• DOKUMENTTEXT
####################

Von offizieller Seite, z. B. von Kreml-Sprecher Peskov, gab es vor wenigen Tagen die Information, dass ca. 70% der Russen für diese „Sonderoperation“ sind. Ich sage deshalb „Sonderoperation“, weil in den Umfragen eben direkt danach gefragt wurde. Und eine Formulierung macht hier natürlich viel aus. Die Umfrage zeigt aber auch, dass auf der anderen Seite ca. 30% der russischen Staatsbürger gegen diese Entscheidung sind. Ob es viel oder wenig sind, kann ich schlecht beurteilen.
Meine persönliche Einschätzung ist aber, dass diese Zahlen leider mehr oder weniger stimmen. Mindestens die Hälfte der Menschen in meiner Umgebung stimmen dieser „Sonderoperation“ zu. Für mich war es auch eine Überraschung, denn ich dachte, dass es doch etwas anders aussieht. Aber so ist es aktuell in Russland.

Und wie steht die deutsche Minderheit, die Russlanddeutschen zu dem Konflikt?

Es gibt natürlich keine Umfrage unter den Mitgliedern der deutschen Minderheit in Russland, also kann ich an dieser Stelle nur vermuten. Und meine Vermutung ist, dass die deutsche Minderheit, weil sie ein Teil der russischen Gesellschaft ist, wohl auch geteilt ist.

####################

• MATERIAL
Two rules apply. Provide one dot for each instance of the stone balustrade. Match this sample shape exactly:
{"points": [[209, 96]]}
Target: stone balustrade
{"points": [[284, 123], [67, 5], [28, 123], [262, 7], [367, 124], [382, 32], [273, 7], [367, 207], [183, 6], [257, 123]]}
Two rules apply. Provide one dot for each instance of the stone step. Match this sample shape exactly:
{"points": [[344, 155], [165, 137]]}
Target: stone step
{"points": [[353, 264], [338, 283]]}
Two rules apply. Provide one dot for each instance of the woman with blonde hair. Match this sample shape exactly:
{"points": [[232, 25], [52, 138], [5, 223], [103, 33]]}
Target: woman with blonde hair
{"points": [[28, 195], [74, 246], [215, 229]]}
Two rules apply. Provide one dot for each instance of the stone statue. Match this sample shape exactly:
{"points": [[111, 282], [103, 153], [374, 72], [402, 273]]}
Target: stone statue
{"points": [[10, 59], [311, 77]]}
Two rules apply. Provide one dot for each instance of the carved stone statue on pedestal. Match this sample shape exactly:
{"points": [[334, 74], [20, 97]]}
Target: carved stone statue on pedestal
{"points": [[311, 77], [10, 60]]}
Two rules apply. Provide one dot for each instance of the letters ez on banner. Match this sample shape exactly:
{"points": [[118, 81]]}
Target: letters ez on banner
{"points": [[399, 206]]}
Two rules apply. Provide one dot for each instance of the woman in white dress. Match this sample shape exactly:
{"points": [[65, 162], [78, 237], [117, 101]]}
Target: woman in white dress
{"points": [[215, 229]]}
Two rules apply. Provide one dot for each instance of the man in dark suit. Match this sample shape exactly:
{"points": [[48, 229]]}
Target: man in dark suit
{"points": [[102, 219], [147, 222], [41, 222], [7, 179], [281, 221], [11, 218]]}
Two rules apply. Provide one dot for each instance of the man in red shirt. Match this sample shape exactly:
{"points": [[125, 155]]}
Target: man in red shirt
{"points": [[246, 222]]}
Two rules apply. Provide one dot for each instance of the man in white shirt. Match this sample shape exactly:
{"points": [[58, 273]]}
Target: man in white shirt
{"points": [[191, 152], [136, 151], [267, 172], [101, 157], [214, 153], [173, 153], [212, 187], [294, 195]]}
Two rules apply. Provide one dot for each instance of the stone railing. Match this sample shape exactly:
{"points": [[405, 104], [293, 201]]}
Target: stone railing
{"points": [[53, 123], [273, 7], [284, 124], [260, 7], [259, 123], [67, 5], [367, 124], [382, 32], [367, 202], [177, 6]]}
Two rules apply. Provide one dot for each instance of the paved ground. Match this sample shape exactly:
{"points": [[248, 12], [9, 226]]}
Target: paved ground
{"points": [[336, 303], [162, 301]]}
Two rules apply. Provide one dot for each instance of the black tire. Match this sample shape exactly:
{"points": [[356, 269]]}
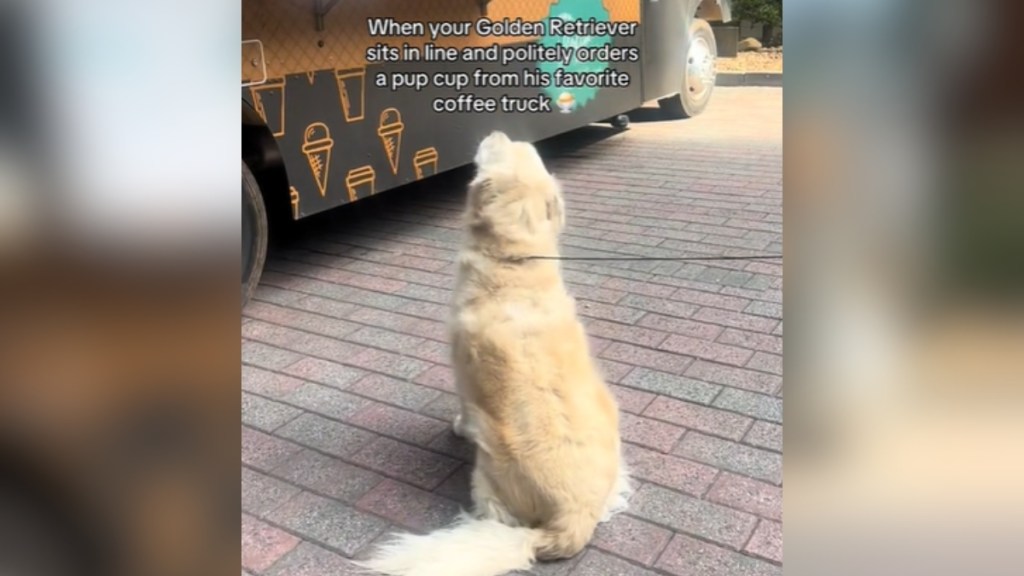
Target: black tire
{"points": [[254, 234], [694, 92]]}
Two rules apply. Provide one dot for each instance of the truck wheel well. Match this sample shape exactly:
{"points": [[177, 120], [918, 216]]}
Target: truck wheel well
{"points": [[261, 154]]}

####################

• AUFGABE A
Schreiben Sie aus dem Text über die Stimmung in Russland die Stelle ab, die mit „Meine persönliche Einschätzung“ beginnt und bis „auch geteilt ist.“ reicht.
• AUFGABE B
Wie viel Prozent der russischen Staatsbürger sind laut der Umfrage im Text über die Stimmung in Russland gegen die Entscheidung?
• AUFGABE C
Setzen Sie den Text über die Stimmung in Russland nach seinem letzten Satz fort.
Die Auflistung ist eigenständiges Material und gehört nicht zum Text über die Stimmung in Russland.

• RICHTIGE ANTWORT A
Meine persönliche Einschätzung ist aber, dass diese Zahlen leider mehr oder weniger stimmen. Mindestens die Hälfte der Menschen in meiner Umgebung stimmen dieser „Sonderoperation“ zu. Für mich war es auch eine Überraschung, denn ich dachte, dass es doch etwas anders aussieht. Aber so ist es aktuell in Russland.

Und wie steht die deutsche Minderheit, die Russlanddeutschen zu dem Konflikt?

Es gibt natürlich keine Umfrage unter den Mitgliedern der deutschen Minderheit in Russland, also kann ich an dieser Stelle nur vermuten. Und meine Vermutung ist, dass die deutsche Minderheit, weil sie ein Teil der russischen Gesellschaft ist, wohl auch geteilt ist.

• RICHTIGE ANTWORT B
Ca. 30 %.

• RICHTIGE ANTWORT C
Die Leitung der Russlanddeutschen hatte am Tag nach dem Beginn der „Operation“ eine Sitzung, die aber wohl schon länger geplant gewesen ist, und dabei haben sie sich generell geäußert, dass jeder Krieg eine Tragödie ist. Er bedeute Verluste auf beiden Seiten, Zerstörungen, Angst, Flucht und alles, was jeder Krieg mit sich bringt. Deswegen hoffen wir alle hier, auch wir Russlanddeutschen, dass das, was gerade in der Ukraine passiert, nicht lange dauern wird. Wir hoffen, dass es endet, schnell.
Selbstverständlich haben die Russlanddeutschen viele Verbindungen zur Ukraine, sie sprechen den Deutschen in der Ukraine ihre Unterstützung aus. Es ist einfach eine menschliche und selbstverständlich unpolitische Haltung, die ich ganz gut verstehe. So ist es.

Igor Beresin lebt und arbeitet in Moskau
Foto: Screenshot/zoom

Wieviel davon, was während des Krieges konkret in der Ukraine passiert, also von den einzelnen Angriffen, den Bombardierungen, dem Tod vieler Zivilisten, bekommen die Russen mit?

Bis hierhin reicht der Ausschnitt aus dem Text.